Entries taken from a collection —
##########

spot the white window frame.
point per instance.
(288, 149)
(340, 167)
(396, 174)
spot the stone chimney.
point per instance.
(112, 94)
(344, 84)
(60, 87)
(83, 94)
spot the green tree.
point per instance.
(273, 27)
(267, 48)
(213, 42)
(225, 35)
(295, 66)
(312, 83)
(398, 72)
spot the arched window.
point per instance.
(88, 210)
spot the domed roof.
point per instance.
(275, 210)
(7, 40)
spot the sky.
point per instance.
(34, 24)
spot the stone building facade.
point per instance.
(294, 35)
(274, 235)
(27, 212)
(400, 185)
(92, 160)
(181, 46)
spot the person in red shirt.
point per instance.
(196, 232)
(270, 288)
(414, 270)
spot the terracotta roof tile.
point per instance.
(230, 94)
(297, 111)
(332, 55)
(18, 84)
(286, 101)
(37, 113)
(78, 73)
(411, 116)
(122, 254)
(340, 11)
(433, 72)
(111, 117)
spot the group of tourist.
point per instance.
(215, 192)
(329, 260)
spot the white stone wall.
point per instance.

##########

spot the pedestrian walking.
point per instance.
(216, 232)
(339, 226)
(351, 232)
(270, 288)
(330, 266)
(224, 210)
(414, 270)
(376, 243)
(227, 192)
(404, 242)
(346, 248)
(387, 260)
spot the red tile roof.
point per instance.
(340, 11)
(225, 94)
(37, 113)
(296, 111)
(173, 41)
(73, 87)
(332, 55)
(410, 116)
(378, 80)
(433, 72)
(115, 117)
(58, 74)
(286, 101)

##########

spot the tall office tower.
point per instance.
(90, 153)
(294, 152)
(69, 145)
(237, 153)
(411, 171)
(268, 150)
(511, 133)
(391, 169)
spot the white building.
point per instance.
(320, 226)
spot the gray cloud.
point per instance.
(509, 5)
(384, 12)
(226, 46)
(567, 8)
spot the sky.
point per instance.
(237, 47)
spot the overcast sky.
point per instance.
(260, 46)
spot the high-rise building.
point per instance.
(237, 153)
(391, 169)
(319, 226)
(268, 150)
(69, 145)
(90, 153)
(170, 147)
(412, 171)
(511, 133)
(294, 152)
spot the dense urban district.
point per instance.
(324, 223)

##########

Only the lines above from the line with "spot the white window frame." to the line with "spot the stone building facade.", those two lines included, should be reproduced exactly.

Solution to the exercise —
spot the white window frame.
point per instance.
(288, 149)
(340, 167)
(396, 174)
spot the stone chimney.
point per instance.
(112, 94)
(344, 84)
(60, 87)
(83, 94)
spot the green tree.
point per instance.
(273, 27)
(267, 48)
(213, 42)
(225, 35)
(295, 66)
(312, 83)
(398, 72)
spot the arched window.
point per instance.
(88, 210)
spot the domed roof.
point per instance.
(275, 210)
(7, 40)
spot the sky.
point per instance.
(34, 24)
spot the stone building facade.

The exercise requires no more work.